◆ **Exercise data**:
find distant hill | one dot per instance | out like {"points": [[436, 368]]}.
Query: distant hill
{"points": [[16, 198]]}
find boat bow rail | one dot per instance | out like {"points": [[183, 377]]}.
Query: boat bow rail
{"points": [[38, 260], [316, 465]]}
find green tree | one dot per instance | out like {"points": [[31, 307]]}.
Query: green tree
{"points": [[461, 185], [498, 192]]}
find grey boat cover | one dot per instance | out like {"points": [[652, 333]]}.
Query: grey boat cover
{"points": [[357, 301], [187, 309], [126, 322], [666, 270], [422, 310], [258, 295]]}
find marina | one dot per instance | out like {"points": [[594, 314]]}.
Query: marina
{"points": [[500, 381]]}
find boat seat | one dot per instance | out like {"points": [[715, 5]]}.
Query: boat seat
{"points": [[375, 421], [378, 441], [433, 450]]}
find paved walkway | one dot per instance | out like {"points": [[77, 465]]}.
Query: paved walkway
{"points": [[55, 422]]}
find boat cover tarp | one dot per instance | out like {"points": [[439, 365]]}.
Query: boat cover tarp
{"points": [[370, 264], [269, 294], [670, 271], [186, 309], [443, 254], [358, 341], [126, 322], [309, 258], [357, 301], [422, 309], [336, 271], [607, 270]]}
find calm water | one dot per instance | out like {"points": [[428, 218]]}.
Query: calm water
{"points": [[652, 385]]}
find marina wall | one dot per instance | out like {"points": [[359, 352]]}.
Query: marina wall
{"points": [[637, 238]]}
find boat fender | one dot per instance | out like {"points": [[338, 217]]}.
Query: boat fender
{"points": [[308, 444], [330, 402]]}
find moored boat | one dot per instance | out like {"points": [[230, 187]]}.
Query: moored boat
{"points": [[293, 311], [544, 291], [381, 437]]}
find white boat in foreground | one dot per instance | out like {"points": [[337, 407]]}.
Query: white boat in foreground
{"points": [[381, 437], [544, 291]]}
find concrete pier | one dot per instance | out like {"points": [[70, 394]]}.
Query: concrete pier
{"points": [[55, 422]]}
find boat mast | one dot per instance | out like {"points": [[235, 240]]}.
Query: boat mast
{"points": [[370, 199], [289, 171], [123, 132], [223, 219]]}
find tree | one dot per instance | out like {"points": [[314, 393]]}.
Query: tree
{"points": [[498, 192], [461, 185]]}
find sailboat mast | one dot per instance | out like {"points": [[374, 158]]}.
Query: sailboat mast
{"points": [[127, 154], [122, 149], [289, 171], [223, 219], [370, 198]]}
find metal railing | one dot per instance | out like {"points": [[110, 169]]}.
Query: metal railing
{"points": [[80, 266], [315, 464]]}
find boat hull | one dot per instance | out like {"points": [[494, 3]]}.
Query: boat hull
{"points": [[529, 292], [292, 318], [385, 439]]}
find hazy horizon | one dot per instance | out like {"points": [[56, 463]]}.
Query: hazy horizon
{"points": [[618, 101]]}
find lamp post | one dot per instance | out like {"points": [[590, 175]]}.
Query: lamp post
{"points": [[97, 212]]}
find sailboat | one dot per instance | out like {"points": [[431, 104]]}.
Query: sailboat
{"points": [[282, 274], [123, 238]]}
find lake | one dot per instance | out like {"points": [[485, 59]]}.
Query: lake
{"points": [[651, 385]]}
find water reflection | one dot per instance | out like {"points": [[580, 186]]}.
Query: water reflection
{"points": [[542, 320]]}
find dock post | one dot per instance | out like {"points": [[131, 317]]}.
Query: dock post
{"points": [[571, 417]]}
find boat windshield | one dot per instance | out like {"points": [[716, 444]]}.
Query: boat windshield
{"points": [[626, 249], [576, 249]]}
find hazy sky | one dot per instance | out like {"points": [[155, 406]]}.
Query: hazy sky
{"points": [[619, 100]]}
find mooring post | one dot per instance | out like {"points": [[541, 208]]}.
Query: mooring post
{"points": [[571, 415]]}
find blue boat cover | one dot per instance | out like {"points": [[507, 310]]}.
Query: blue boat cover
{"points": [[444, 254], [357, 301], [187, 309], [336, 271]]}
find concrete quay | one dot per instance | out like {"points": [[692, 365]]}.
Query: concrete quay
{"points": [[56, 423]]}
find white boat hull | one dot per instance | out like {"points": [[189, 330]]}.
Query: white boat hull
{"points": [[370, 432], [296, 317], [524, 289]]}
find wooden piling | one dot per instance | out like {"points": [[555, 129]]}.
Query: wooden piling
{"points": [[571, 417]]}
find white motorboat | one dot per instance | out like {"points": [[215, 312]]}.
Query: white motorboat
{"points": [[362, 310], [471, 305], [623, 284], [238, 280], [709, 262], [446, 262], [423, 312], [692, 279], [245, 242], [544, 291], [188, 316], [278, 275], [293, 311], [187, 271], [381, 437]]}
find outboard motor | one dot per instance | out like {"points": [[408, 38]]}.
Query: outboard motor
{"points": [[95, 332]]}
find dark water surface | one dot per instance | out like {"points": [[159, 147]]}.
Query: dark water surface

◆ **Work item**: If a line of the records above holds the string "dark", count it; then state only how many such lines there are.

◆ **Written reply**: 2